▸ **Text excerpt**:
=== Begin Enclosure ===
As miners cease their activities, mining hashrate is expected to decline. The reduction in mining hashrate could slow down the Bitcoin network and cause transactions on the blockchain to take longer to execute than before. If Bitcoin prices continue to rise and miners find it profitable to run mining farms, hashrate could return to previous levels.
According to a research report released by JPMorgan in mid-July, with the next halving event expected to arrive in the second quarter of 2024, Bitcoin (BTC) computing power continues to set new historical highs and competition among miners is escalating.
The halving will reduce Bitcoin’s issuance reward from 6.25 BTC to 3.125 BTC, which the report states: “This means that miners’ revenue will decrease, while the cost of producing Bitcoin will effectively increase.”
“While the Bitcoin halving is considered to have a positive impact on Bitcoin prices as production costs have historically acted as a floor, it is a challenge for Bitcoin miners,” the team led by analyst Nikolaos Panigirtzoglou wrote in the report.
Hashrate refers to the total computing power used to mine and process transactions on proof-of-work blockchains like Bitcoin.
=== End Enclosure ===
▸ **Records shown**:
=== Begin Enclosure ===
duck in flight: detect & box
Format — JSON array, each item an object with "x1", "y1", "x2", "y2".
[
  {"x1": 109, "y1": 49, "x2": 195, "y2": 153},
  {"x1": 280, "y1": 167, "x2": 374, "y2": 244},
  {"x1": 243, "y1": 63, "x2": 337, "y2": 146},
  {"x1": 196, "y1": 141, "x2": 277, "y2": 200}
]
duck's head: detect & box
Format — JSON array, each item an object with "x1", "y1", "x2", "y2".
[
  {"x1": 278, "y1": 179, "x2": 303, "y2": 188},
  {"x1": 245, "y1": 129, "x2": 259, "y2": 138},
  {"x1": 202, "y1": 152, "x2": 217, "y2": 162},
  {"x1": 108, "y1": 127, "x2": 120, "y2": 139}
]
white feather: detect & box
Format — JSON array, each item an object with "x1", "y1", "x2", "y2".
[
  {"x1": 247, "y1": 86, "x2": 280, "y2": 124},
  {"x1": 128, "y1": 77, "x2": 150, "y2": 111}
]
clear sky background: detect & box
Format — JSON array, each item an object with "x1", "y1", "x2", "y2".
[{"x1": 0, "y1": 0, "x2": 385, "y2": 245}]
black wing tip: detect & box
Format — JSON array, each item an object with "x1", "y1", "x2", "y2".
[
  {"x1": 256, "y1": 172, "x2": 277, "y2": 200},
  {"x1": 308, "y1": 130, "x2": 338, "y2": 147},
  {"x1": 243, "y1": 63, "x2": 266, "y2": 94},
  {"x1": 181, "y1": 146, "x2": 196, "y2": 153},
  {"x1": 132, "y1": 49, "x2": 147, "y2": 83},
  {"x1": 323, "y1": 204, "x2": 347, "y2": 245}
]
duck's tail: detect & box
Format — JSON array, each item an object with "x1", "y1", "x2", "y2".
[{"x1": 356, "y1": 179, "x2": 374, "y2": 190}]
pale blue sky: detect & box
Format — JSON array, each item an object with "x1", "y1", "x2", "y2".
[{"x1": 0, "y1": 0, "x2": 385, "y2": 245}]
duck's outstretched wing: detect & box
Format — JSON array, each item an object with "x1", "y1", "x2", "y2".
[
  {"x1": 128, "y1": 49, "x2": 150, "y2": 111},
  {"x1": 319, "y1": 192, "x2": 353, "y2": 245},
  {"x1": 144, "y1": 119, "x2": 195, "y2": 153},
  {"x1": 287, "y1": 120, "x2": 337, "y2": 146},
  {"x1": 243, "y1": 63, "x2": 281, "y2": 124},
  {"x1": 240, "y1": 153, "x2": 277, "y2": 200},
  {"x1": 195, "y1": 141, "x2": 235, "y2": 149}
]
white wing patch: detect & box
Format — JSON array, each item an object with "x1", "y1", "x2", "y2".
=== End Enclosure ===
From the text on Bitcoin mining, extract the part that starts with the words containing "The halving will" and ends with "blockchains like Bitcoin.". You won't need the data for this.

▸ **Output of the task**:
The halving will reduce Bitcoin’s issuance reward from 6.25 BTC to 3.125 BTC, which the report states: “This means that miners’ revenue will decrease, while the cost of producing Bitcoin will effectively increase.”
“While the Bitcoin halving is considered to have a positive impact on Bitcoin prices as production costs have historically acted as a floor, it is a challenge for Bitcoin miners,” the team led by analyst Nikolaos Panigirtzoglou wrote in the report.
Hashrate refers to the total computing power used to mine and process transactions on proof-of-work blockchains like Bitcoin.